=== Section Start ===
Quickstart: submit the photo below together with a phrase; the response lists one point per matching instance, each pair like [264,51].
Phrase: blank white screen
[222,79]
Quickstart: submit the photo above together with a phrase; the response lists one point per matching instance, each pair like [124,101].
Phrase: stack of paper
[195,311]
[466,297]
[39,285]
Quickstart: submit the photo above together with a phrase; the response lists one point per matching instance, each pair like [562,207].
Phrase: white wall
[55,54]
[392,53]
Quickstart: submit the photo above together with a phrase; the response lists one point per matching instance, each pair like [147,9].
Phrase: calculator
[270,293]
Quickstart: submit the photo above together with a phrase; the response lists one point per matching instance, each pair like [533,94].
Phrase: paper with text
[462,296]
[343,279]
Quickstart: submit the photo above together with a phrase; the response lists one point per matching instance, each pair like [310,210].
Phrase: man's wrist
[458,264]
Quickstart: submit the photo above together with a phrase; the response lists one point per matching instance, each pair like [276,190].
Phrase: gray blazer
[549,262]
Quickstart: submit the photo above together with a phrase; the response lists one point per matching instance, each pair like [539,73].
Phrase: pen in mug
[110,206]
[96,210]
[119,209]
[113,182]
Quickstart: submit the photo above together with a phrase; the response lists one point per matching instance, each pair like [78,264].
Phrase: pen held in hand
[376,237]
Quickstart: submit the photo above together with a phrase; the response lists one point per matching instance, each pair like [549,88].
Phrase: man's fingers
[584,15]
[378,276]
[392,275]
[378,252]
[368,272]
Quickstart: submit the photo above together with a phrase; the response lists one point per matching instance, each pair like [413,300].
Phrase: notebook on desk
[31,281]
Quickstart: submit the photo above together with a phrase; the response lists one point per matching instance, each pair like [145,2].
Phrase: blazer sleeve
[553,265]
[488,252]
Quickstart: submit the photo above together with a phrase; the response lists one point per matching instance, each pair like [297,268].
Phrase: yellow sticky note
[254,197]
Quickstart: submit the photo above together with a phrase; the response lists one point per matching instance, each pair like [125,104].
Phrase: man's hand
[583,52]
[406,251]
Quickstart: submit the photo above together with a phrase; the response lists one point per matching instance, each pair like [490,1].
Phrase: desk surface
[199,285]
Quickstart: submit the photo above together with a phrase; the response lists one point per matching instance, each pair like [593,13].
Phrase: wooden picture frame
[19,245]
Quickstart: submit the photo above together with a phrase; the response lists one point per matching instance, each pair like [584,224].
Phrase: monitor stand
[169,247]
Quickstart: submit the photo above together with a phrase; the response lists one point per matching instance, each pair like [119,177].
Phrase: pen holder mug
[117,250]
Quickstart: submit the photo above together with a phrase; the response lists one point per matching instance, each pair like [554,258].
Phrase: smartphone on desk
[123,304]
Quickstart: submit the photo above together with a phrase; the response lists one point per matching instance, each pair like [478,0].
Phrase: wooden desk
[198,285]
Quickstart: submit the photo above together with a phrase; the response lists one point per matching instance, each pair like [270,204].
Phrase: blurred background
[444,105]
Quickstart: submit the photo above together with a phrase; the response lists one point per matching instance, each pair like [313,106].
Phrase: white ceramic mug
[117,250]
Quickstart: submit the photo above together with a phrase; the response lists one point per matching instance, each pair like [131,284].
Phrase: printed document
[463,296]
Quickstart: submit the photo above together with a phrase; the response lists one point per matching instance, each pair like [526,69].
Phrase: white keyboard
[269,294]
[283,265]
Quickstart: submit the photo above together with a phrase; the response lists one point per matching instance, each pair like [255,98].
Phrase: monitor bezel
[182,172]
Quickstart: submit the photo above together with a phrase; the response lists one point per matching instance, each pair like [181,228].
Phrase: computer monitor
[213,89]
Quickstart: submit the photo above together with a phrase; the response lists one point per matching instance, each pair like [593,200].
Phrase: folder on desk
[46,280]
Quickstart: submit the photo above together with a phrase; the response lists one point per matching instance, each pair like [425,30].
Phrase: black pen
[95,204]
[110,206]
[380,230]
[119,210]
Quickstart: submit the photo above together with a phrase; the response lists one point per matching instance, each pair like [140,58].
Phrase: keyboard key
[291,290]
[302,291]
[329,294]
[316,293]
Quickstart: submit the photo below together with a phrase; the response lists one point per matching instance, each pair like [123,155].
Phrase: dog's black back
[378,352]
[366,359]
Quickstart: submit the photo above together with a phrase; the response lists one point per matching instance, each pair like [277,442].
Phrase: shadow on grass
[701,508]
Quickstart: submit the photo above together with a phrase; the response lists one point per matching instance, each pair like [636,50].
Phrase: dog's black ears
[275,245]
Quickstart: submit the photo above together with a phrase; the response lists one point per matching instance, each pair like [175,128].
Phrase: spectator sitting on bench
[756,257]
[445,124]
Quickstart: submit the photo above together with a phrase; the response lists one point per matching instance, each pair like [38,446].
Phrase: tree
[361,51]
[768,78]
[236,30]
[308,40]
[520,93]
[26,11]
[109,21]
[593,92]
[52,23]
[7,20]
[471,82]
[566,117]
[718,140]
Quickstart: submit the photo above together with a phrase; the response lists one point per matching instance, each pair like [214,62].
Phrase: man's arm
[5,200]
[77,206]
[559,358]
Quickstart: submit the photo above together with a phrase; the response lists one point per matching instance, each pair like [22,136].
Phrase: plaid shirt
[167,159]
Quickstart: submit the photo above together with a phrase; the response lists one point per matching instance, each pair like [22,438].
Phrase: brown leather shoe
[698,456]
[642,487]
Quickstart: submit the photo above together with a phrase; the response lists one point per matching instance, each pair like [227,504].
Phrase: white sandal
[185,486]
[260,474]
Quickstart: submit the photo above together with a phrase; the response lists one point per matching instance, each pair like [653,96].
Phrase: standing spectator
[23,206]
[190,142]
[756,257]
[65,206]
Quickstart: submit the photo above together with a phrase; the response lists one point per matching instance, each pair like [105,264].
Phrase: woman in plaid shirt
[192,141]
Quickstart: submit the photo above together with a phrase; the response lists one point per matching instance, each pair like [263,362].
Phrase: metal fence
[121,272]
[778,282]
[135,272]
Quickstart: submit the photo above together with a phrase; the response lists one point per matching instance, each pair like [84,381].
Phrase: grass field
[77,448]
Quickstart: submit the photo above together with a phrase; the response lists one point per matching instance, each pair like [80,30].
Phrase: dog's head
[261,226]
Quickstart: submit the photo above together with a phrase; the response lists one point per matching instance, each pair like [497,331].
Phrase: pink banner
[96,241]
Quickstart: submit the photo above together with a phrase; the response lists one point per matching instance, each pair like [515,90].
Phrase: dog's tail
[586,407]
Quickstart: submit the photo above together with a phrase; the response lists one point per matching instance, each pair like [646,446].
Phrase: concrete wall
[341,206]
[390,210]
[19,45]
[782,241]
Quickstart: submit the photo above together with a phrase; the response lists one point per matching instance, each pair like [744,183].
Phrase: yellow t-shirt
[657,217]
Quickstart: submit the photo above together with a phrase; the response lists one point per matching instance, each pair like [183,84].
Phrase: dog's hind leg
=== Section End ===
▸ **Work instruction**
Lines containing the word "below" must all be returned from the material above.

▸ **Solution for this exercise**
Quickstart: submit the photo below together with a phrase; the response lists one point per matching instance, each pair like [264,51].
Quickstart: submit the photo below together with a phrase; the response lists one point per matching instance, each pair like [123,155].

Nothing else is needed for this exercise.